┌─ DATASET ENTRIES
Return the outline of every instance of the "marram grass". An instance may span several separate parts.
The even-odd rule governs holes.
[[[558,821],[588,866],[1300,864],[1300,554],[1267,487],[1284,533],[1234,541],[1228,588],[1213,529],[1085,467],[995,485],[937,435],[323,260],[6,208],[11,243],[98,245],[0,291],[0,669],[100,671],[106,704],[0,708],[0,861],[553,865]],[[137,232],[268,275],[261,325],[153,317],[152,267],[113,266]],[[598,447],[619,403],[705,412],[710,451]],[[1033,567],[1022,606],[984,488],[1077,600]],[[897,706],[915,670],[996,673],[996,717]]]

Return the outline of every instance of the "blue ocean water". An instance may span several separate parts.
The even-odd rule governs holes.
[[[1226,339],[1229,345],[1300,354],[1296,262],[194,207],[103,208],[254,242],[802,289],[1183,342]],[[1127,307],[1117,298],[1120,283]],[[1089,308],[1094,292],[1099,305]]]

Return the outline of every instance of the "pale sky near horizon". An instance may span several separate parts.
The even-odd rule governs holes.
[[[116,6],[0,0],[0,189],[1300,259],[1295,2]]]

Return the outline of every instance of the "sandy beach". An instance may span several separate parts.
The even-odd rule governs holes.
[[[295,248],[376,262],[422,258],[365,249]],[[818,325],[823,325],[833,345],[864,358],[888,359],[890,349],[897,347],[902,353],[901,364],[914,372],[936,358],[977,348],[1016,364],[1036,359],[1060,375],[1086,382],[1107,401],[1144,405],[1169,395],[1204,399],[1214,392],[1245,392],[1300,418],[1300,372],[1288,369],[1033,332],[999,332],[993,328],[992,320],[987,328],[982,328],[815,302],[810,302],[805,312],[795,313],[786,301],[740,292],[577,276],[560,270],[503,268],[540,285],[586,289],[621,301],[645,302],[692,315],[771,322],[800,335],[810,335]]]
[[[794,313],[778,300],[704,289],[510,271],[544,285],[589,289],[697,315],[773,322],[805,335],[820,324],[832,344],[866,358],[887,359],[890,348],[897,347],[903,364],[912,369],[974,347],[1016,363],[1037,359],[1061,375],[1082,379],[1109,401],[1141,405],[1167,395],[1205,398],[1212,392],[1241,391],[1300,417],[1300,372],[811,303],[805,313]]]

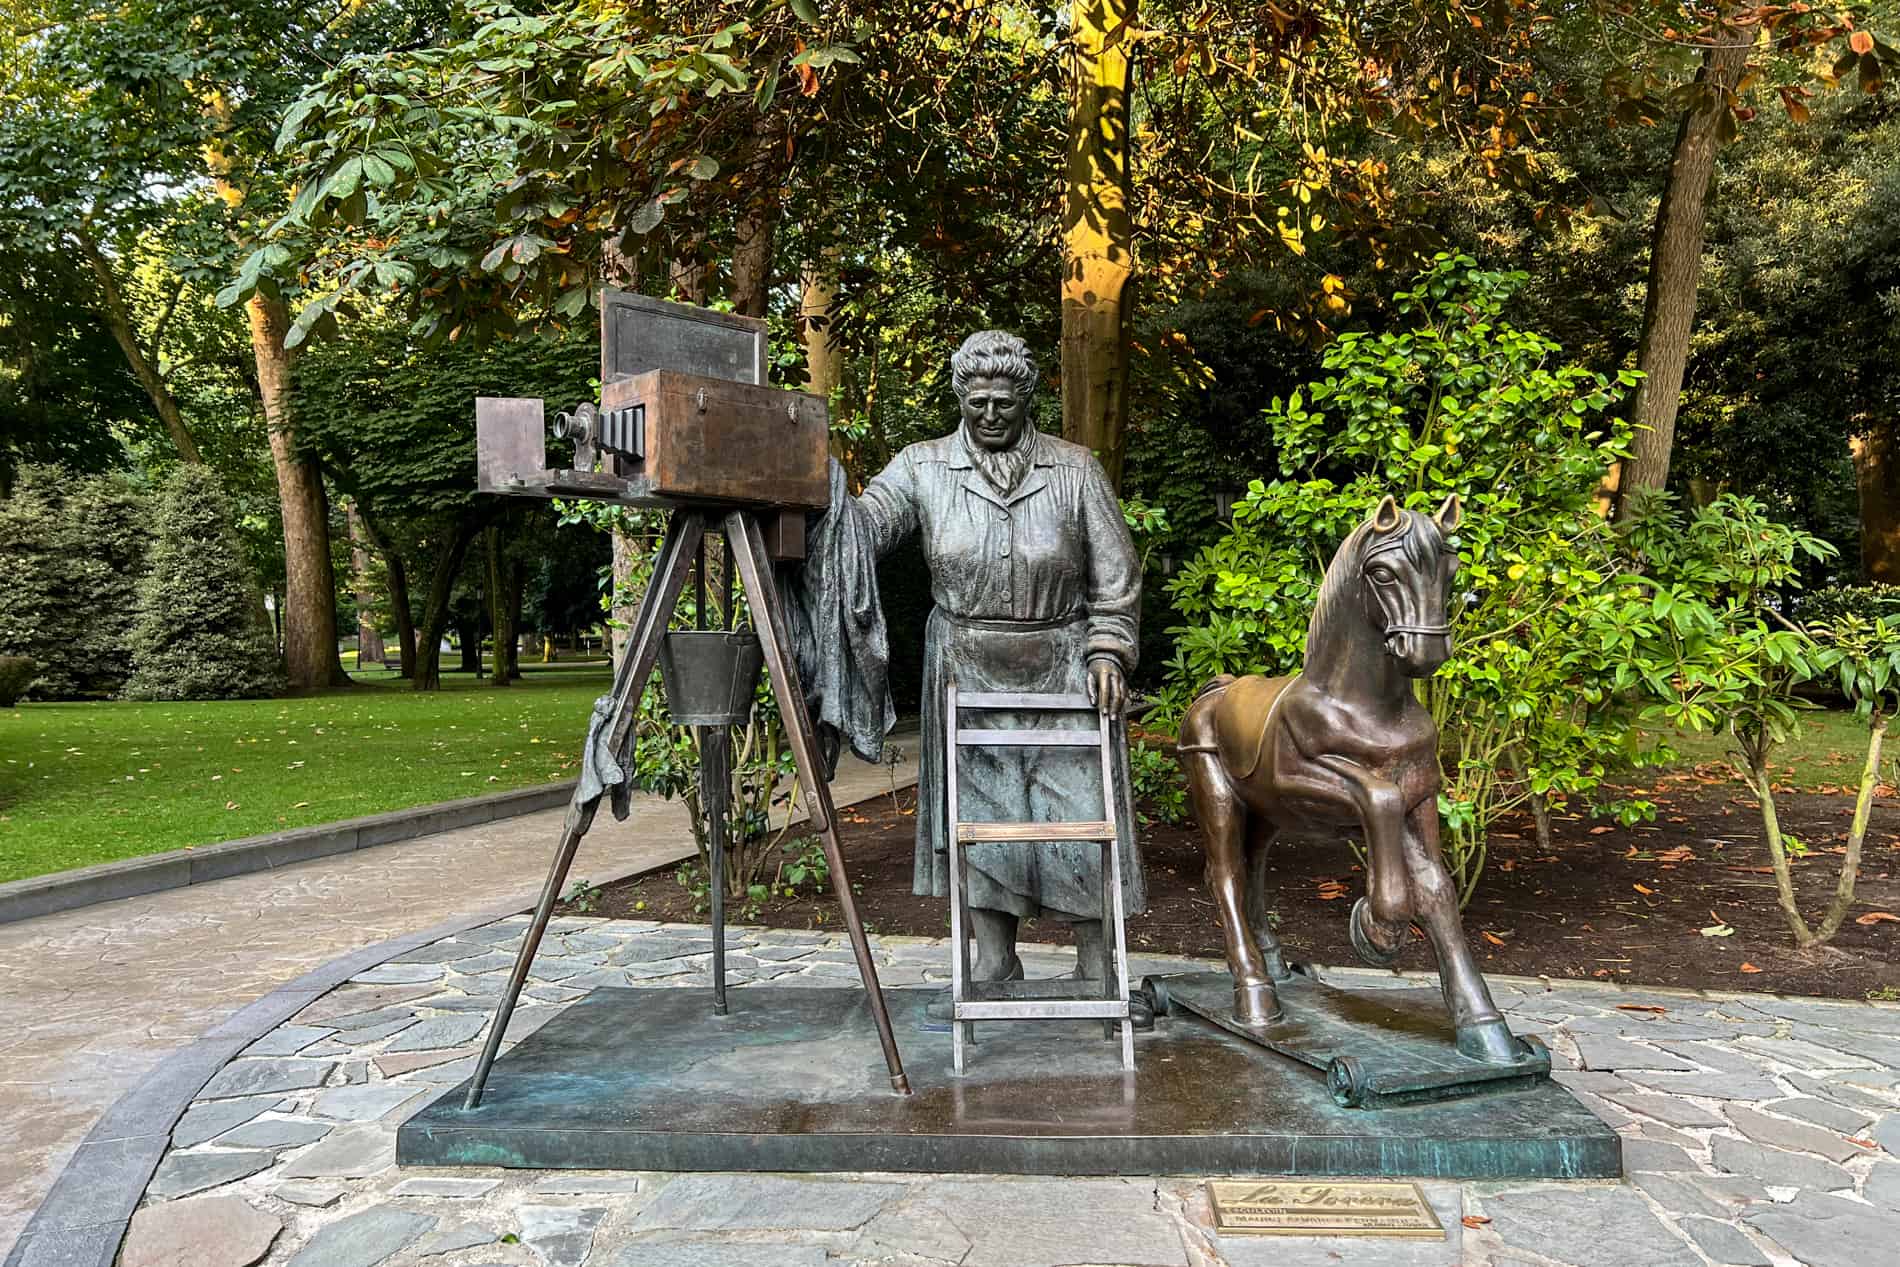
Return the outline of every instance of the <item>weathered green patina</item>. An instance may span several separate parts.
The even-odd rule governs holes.
[[[723,1017],[697,991],[597,990],[495,1066],[480,1108],[464,1110],[450,1090],[410,1118],[397,1157],[628,1170],[1622,1173],[1616,1133],[1554,1083],[1343,1108],[1315,1070],[1187,1016],[1139,1036],[1132,1074],[1099,1024],[1050,1022],[1012,1025],[959,1078],[949,1035],[925,1028],[933,994],[887,992],[916,1087],[905,1098],[879,1086],[859,990],[747,987]]]

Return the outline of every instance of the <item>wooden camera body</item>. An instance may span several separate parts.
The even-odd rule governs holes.
[[[803,554],[804,512],[829,502],[830,411],[765,382],[765,322],[607,290],[601,296],[601,401],[558,416],[574,465],[548,469],[546,407],[476,400],[478,487],[652,508],[777,509],[767,537]]]

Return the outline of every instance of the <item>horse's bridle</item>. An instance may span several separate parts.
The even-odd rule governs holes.
[[[1393,620],[1391,613],[1385,609],[1385,600],[1379,596],[1379,583],[1366,575],[1372,566],[1372,561],[1379,555],[1402,553],[1404,541],[1405,538],[1400,536],[1390,542],[1381,543],[1378,548],[1366,551],[1359,558],[1359,575],[1365,582],[1367,590],[1372,595],[1373,606],[1378,609],[1379,619],[1382,622],[1379,637],[1384,639],[1390,638],[1393,634],[1419,634],[1424,637],[1449,638],[1451,637],[1451,623],[1449,621],[1439,625],[1416,625],[1408,624],[1405,621]]]

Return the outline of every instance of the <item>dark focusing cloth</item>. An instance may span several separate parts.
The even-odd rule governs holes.
[[[852,498],[835,459],[830,498],[822,515],[806,521],[804,563],[784,569],[780,586],[827,779],[837,773],[840,741],[875,762],[897,724],[890,636],[878,600],[875,527]]]

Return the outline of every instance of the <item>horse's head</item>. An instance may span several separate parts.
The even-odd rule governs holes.
[[[1451,534],[1463,517],[1456,493],[1433,515],[1405,510],[1388,496],[1360,534],[1366,619],[1407,677],[1430,677],[1451,658],[1446,609],[1458,571]]]

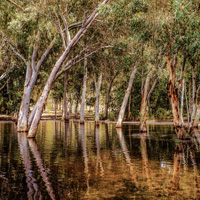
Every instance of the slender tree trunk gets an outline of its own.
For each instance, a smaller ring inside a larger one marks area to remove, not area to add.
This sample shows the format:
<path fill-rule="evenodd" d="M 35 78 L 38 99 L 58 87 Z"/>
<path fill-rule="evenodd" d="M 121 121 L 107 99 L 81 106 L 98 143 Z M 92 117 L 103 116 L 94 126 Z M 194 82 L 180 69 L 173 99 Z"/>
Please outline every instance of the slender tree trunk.
<path fill-rule="evenodd" d="M 120 112 L 119 112 L 116 128 L 122 127 L 122 122 L 123 122 L 123 119 L 124 119 L 124 113 L 125 113 L 125 110 L 126 110 L 126 105 L 127 105 L 127 102 L 128 102 L 129 95 L 131 93 L 131 88 L 132 88 L 132 85 L 133 85 L 133 80 L 135 78 L 136 71 L 137 71 L 137 67 L 134 66 L 133 71 L 132 71 L 131 76 L 130 76 L 129 83 L 128 83 L 128 88 L 126 90 L 124 100 L 123 100 L 123 103 L 122 103 L 122 106 L 121 106 L 121 109 L 120 109 Z"/>
<path fill-rule="evenodd" d="M 104 5 L 108 2 L 108 0 L 104 0 L 101 5 Z M 89 26 L 91 25 L 91 23 L 94 21 L 94 19 L 97 17 L 98 15 L 98 8 L 96 8 L 93 13 L 87 18 L 87 20 L 85 21 L 84 25 L 81 27 L 81 29 L 77 32 L 77 34 L 74 36 L 74 38 L 70 41 L 70 43 L 68 44 L 67 48 L 65 49 L 65 51 L 63 52 L 63 54 L 60 56 L 60 58 L 57 60 L 55 66 L 53 67 L 51 74 L 45 84 L 44 90 L 42 92 L 42 95 L 39 99 L 39 103 L 38 103 L 38 107 L 37 110 L 35 112 L 35 116 L 34 119 L 32 121 L 30 130 L 28 132 L 28 137 L 32 138 L 35 137 L 36 132 L 37 132 L 37 128 L 38 128 L 38 124 L 40 122 L 40 118 L 42 115 L 42 110 L 44 107 L 44 104 L 46 103 L 48 94 L 50 92 L 50 89 L 52 87 L 53 81 L 56 77 L 56 74 L 58 72 L 58 70 L 60 69 L 61 65 L 63 64 L 63 62 L 65 61 L 66 57 L 68 56 L 68 54 L 70 53 L 70 51 L 72 50 L 72 48 L 79 42 L 79 40 L 82 38 L 82 36 L 85 34 L 85 32 L 87 31 L 87 29 L 89 28 Z"/>
<path fill-rule="evenodd" d="M 99 102 L 100 102 L 100 90 L 101 90 L 102 74 L 99 76 L 98 81 L 95 77 L 95 89 L 96 89 L 96 105 L 95 105 L 95 125 L 99 125 Z"/>
<path fill-rule="evenodd" d="M 113 85 L 113 82 L 114 82 L 117 74 L 118 74 L 118 72 L 115 73 L 115 75 L 113 76 L 113 78 L 111 79 L 110 82 L 107 82 L 107 85 L 109 85 L 109 87 L 106 92 L 104 119 L 108 119 L 108 105 L 109 105 L 109 101 L 110 101 L 110 92 L 111 92 L 112 85 Z"/>
<path fill-rule="evenodd" d="M 55 119 L 57 119 L 57 107 L 58 107 L 58 103 L 57 103 L 57 100 L 55 100 Z"/>
<path fill-rule="evenodd" d="M 77 98 L 76 98 L 76 106 L 75 106 L 75 109 L 74 109 L 74 117 L 75 117 L 75 118 L 77 118 L 77 110 L 78 110 L 79 98 L 80 98 L 80 94 L 78 94 L 78 95 L 77 95 Z"/>
<path fill-rule="evenodd" d="M 64 75 L 64 94 L 63 94 L 63 119 L 67 122 L 69 121 L 69 116 L 67 112 L 67 82 L 68 82 L 68 74 L 65 72 Z"/>
<path fill-rule="evenodd" d="M 87 90 L 87 58 L 84 59 L 83 93 L 81 98 L 80 123 L 84 124 L 85 97 Z"/>
<path fill-rule="evenodd" d="M 196 74 L 194 69 L 192 69 L 192 114 L 190 118 L 190 129 L 193 128 L 197 112 L 197 95 L 196 95 Z"/>
<path fill-rule="evenodd" d="M 147 132 L 147 124 L 146 124 L 146 116 L 147 116 L 147 103 L 148 103 L 148 92 L 149 92 L 149 86 L 151 81 L 151 72 L 147 75 L 143 94 L 142 94 L 142 102 L 140 107 L 140 132 Z"/>
<path fill-rule="evenodd" d="M 71 112 L 72 112 L 72 106 L 73 106 L 73 102 L 74 102 L 75 96 L 76 96 L 76 92 L 74 93 L 74 95 L 72 97 L 72 100 L 70 102 L 69 113 L 68 113 L 69 117 L 70 117 Z"/>
<path fill-rule="evenodd" d="M 184 95 L 185 95 L 185 79 L 183 78 L 182 91 L 181 91 L 181 108 L 180 108 L 180 120 L 182 125 L 184 125 L 184 119 L 183 119 Z"/>

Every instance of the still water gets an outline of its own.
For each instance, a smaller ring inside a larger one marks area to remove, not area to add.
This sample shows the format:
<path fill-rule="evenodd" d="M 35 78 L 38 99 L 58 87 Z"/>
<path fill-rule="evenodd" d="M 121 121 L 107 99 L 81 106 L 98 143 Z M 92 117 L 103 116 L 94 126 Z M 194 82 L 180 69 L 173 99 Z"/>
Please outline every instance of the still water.
<path fill-rule="evenodd" d="M 42 121 L 33 140 L 0 122 L 0 199 L 199 199 L 199 147 L 171 125 Z"/>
└─
# INSTRUCTIONS TO FOLLOW:
Counting only lines that hold "item", state how many appear in the records, and give nothing but the number.

# WRITTEN RESPONSE:
5